■ **Actions to take**
A. List the usernames of everyone who posted in the Blanck Mortuary 2018 forum thread, counting each name once.
B. Repeat the Blanck Mortuary 2018 thread word for word, beginning at the words "I think you" and stopping after "scene, great job!".

■ **Text passage**
# Blanck Mortuary 2018



## Sblanck (Sep 13, 2007)

Weather in my area was not as bad as forecasted but still wet and rainy. I had about the same brave souls as last year.

Day time video by Steves Haunted yard:





Night time video October 30th:


----------



## Headless (Sep 4, 2011)

Love the lighting and you have some awesome stones! Well done.


----------



## Sblanck (Sep 13, 2007)

Headless said:


> Love the lighting and you have some awesome stones! Well done.


Thanks! The stones are mostly imagineers who worked on the Haunted Mansion. Plus a couple of folks who I like from movies.


----------



## RoxyBlue (Oct 6, 2008)

I think you need to get a new driver for your hearse. Looks like he had a little accident with the wheels

Beautiful stones and love the fence!


----------



## Graves (Jan 8, 2018)

Great Job Man! I really like the double fencing along the sidewalk. It seems like a little thing but I think something like that goes a long way. Definitely going to steal this idea.. The best haunted houses use all 4 planes to immerse their attendees in the scene they are setting.

By their nature, yard haunts the viewers are always looking "in" and having the street at their backs it acts like an...anchor?..having that fence means they have to go "through" rather than just walk past. I think it really helps sell the scene, great job!

Question: Love the fence. How do you secure the columns (small and the taller gate ones).

Cheers!


----------



## Sblanck (Sep 13, 2007)

[QUOTE

Question: Love the fence. How do you secure the columns (small and the taller gate ones).

Cheers![/QUOTE]

(4) 1"x2"x2'-0" wooden stakes driven 12 inches into the ground on all four corners. Leaving 12 inches of stake exposed for column to slide over. Secure the columns using 8 screws (2 each stake)


----------



## bobzilla (Nov 13, 2008)

Great looking haunt!
Lighting is really well done.


----------



## OnZProwl (Apr 30, 2017)

That hearse is great with the video effect! Going to keep that in mind for future haunts for sure!


----------

■ **Entries shown**
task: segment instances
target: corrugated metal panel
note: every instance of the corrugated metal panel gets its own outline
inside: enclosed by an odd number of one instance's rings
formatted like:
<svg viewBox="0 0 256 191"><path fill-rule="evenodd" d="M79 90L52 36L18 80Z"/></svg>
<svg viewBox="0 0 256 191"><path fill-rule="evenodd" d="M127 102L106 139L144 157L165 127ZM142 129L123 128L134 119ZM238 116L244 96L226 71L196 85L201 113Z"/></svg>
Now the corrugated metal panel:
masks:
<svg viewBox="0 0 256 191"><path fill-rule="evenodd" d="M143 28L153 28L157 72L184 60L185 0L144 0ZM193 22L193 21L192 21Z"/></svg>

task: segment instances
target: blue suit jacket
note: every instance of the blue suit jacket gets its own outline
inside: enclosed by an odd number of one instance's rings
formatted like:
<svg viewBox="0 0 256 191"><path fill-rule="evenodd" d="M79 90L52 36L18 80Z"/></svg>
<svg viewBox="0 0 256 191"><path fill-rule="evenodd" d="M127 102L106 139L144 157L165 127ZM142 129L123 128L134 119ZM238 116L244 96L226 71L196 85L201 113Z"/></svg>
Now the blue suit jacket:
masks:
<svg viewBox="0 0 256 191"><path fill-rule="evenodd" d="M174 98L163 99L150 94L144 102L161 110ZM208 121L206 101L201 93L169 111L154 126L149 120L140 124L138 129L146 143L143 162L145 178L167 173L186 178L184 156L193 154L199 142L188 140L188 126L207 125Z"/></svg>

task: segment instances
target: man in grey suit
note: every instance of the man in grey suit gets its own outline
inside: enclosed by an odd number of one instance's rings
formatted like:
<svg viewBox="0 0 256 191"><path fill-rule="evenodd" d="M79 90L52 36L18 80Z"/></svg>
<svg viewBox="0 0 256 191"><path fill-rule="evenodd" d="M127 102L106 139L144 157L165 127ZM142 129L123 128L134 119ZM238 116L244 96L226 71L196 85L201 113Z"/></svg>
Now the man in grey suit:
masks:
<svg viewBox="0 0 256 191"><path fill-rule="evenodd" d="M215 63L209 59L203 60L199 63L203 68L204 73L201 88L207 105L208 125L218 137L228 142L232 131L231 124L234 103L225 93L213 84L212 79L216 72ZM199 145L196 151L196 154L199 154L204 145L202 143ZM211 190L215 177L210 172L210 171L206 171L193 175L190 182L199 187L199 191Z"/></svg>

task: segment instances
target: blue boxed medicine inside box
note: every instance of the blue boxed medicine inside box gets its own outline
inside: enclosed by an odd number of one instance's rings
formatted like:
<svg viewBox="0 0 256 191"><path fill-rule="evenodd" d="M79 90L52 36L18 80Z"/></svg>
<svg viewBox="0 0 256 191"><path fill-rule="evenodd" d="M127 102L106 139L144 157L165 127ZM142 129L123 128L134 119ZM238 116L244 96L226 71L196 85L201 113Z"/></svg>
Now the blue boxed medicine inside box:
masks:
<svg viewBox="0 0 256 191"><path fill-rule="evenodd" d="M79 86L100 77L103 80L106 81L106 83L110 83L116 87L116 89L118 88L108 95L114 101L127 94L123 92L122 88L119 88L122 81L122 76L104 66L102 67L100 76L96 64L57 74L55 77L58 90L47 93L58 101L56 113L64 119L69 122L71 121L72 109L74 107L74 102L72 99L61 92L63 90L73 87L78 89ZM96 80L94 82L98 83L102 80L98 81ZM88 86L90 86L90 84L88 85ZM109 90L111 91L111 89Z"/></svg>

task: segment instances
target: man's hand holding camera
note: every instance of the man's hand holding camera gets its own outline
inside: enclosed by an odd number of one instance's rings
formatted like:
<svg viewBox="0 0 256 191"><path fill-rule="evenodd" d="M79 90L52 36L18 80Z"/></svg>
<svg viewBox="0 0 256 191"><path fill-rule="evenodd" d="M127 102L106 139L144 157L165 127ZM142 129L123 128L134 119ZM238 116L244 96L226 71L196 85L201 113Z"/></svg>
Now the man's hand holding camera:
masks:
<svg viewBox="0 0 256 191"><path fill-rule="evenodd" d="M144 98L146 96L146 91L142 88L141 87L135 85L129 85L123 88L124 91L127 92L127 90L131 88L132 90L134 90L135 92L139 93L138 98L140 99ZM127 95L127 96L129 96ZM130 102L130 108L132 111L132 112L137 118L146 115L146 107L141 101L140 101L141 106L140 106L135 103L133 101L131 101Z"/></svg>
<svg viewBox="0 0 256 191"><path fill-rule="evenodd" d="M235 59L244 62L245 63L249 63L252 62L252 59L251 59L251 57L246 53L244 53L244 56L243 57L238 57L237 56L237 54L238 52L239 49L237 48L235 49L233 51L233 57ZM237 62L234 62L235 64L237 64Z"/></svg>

■ **Answers given**
A. Sblanck, Headless, RoxyBlue, Graves, bobzilla, OnZProwl

B.
I think you need to get a new driver for your hearse. Looks like he had a little accident with the wheels

Beautiful stones and love the fence!


----------



## Graves (Jan 8, 2018)

Great Job Man! I really like the double fencing along the sidewalk. It seems like a little thing but I think something like that goes a long way. Definitely going to steal this idea.. The best haunted houses use all 4 planes to immerse their attendees in the scene they are setting.

By their nature, yard haunts the viewers are always looking "in" and having the street at their backs it acts like an...anchor?..having that fence means they have to go "through" rather than just walk past. I think it really helps sell the scene, great job!